→ Data excerpts:
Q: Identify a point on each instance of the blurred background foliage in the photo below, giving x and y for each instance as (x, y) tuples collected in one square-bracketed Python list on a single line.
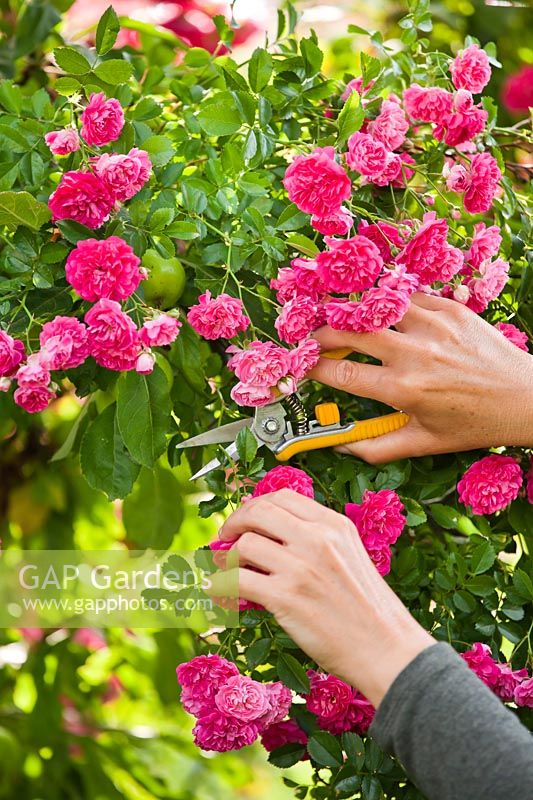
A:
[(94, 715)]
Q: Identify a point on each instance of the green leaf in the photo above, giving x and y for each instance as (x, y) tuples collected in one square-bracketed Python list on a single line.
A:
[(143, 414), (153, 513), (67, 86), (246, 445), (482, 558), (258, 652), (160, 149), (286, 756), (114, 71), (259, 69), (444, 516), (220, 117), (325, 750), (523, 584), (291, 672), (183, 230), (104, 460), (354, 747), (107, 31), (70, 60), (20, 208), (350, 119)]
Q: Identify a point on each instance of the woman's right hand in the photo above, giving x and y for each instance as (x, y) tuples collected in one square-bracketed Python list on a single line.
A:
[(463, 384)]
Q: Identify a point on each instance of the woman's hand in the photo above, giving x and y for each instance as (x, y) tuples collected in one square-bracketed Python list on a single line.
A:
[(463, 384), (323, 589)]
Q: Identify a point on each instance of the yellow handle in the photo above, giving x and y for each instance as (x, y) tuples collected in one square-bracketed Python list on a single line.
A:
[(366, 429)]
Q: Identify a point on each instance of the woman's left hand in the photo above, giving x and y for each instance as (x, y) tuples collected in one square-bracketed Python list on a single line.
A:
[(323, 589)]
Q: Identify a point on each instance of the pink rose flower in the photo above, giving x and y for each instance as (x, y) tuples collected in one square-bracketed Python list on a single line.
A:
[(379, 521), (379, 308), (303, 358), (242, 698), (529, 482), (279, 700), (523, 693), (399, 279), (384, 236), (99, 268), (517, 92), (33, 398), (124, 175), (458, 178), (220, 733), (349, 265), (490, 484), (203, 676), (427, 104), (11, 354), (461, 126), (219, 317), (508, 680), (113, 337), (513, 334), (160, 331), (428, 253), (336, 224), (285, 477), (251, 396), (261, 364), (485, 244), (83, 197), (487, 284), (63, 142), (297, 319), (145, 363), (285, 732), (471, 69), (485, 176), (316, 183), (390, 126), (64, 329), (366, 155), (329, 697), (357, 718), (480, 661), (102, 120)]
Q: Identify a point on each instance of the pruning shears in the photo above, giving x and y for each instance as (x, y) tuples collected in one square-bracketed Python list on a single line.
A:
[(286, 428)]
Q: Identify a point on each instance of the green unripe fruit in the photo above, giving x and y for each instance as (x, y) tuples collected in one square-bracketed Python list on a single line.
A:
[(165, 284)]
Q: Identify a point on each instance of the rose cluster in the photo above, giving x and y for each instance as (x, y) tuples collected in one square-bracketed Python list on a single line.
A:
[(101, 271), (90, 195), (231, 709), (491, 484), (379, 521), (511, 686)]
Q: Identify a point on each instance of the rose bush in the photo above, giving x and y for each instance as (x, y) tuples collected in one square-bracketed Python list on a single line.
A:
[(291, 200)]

→ Work order: Only the lines from the top of the records through the line with "Q: Identify a point on each instance of the green leaf" belong in the copy; write them out exactly, leaving out pictures.

→ Exercise answer:
Q: Identify a point on each instance of the blurred background foliage in the photo below, giving x and y for each instance as (x, y) tuples collected in one square-bracketed Python list on a single line.
A:
[(94, 715)]
Q: Identify a point on each instance of the green leaf in the photo above, giving x and y for each instance as (x, y) tuples collected in one square-bracketed Python list on a single line.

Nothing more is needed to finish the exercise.